TASK: Please repeat the entries exactly as they appear and omit any images.

RECORDS SUPPLIED:
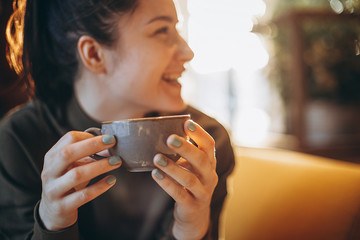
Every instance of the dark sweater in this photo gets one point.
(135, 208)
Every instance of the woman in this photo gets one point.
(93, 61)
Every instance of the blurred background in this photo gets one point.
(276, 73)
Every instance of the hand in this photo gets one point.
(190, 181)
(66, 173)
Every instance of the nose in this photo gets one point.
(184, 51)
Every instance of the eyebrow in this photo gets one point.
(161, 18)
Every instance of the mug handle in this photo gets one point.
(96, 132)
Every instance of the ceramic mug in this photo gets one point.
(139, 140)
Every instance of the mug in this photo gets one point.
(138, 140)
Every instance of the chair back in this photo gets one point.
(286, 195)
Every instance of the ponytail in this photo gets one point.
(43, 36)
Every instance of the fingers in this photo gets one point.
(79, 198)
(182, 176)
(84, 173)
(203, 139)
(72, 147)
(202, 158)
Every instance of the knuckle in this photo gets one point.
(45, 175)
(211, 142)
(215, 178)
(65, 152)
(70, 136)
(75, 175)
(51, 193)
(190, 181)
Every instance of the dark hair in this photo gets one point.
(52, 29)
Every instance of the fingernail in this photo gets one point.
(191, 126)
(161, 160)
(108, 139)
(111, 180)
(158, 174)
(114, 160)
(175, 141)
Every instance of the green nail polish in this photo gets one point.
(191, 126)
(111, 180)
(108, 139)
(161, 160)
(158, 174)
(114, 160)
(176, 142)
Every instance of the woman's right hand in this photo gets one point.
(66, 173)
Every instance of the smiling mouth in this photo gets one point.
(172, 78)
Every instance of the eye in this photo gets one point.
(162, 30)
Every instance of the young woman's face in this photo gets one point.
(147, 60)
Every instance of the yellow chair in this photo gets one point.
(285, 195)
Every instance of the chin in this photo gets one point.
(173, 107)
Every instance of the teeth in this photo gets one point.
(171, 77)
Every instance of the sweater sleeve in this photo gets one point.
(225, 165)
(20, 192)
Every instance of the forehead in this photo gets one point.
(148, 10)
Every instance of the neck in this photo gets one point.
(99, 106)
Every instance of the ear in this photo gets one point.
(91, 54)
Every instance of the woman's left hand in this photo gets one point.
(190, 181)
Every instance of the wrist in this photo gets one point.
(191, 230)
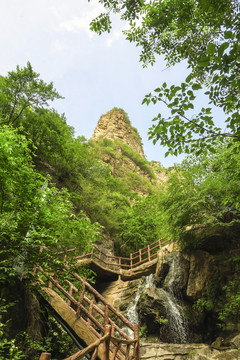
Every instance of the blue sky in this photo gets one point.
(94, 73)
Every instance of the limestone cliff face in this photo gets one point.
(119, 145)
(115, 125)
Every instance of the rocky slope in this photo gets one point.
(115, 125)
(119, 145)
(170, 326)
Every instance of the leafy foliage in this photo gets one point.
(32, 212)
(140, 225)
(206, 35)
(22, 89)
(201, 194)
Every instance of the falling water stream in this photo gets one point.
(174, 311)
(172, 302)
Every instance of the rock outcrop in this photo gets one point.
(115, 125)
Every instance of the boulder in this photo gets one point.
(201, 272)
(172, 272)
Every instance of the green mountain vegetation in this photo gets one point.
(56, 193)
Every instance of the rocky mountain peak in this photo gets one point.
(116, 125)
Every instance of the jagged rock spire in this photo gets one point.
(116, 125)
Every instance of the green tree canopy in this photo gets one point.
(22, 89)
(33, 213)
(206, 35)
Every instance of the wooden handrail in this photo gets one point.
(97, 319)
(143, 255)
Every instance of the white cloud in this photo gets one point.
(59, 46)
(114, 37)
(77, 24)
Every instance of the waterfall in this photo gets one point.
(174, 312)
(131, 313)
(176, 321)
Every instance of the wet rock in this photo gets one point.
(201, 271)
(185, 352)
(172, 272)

PROBLEM SOLUTION:
Every instance of the dark sweater in this photo gets one point.
(135, 208)
Every instance of the woman in this photo gets one point.
(93, 61)
Every instance of the blurred background in this photo gets one point.
(276, 73)
Every instance of the hand in this photo gets one point.
(190, 181)
(66, 173)
Every instance of the nose in this photo gets one point.
(184, 51)
Every instance of the eyebrow in this photo gets one point.
(161, 18)
Every instance of the mug handle in this photo gets one point.
(96, 132)
Every instance of the ceramic mug in this photo gets one point.
(139, 140)
Every instance of the mug in this photo gets one point.
(138, 140)
Every instance of the chair back in this photo gets one point.
(286, 195)
Every instance of the ponytail in this photo gets one point.
(43, 36)
Every instance of the fingers in this photo gets one point.
(79, 198)
(182, 176)
(84, 173)
(203, 139)
(72, 147)
(202, 158)
Every instance of the knuckle in this photo gets one point.
(45, 175)
(211, 142)
(215, 178)
(65, 152)
(70, 136)
(75, 175)
(51, 193)
(190, 181)
Every instance of the dark hair in this photo gets one point.
(52, 29)
Every instance of the fingernail in this photo gets one point.
(191, 126)
(161, 160)
(108, 139)
(111, 180)
(158, 174)
(114, 160)
(175, 141)
Every instance of the green nail polish in this photo gets one point.
(191, 126)
(111, 180)
(108, 139)
(161, 160)
(158, 174)
(114, 160)
(176, 142)
Every instance of the woman's right hand in this photo gets one point.
(66, 173)
Every instance of the smiling mouth in this photo gets one point.
(172, 78)
Every instance of the eye in this photo gets one point.
(162, 30)
Every instance of the young woman's face in this photo gets one point.
(147, 60)
Every instance of the yellow chair in this photo gets one point.
(285, 195)
Every instance of the chin in this photo gets one point.
(173, 107)
Every instance of the teeth in this photo gets one point.
(171, 77)
Every instance of the sweater sleeve in this photo gets one point.
(225, 165)
(20, 192)
Every instance of the forehead in this photo gets one point.
(148, 10)
Every instance of the neck in this photo gets one point.
(99, 106)
Every instance of the ear in this photo gets one point.
(91, 54)
Every instance of the woman's left hand in this photo gets one point.
(190, 181)
Every instance of the wrist in this photo gets one point.
(191, 230)
Every instance of the blue sky in this photo gets one point.
(94, 73)
Every instance of the limestone cliff face in this photo gets one point.
(119, 145)
(115, 125)
Every instance of the rocky slope in this photo gets one point.
(115, 125)
(119, 145)
(170, 326)
Every instance of the leafy foliage in this photo gets one point.
(32, 212)
(140, 225)
(206, 35)
(22, 89)
(201, 194)
Every instance of the falling water stream in this photo gets one point.
(174, 311)
(172, 302)
Every instance of the rock outcrop in this photo gets one point.
(115, 125)
Every instance of the boulder in this photo gets one point.
(201, 272)
(172, 272)
Every instance of the green mountain vegetation in this photo gets one point.
(56, 193)
Every instance of the rocky mountain peak in this photo gets one point.
(116, 125)
Every instance of the jagged rock spire in this photo gets one point.
(116, 125)
Every instance of the green tree canopy in this photo gets one point.
(22, 89)
(33, 213)
(206, 35)
Every instance of the wooden handrail in this photo gets one point.
(97, 319)
(143, 255)
Every instance of the white cloud in this photo gets one point.
(59, 46)
(114, 37)
(77, 24)
Every instance of the waterfall in this photo gets one point.
(174, 312)
(131, 313)
(176, 321)
Every instance of the wet rock in this photo gets one point.
(201, 271)
(185, 352)
(172, 272)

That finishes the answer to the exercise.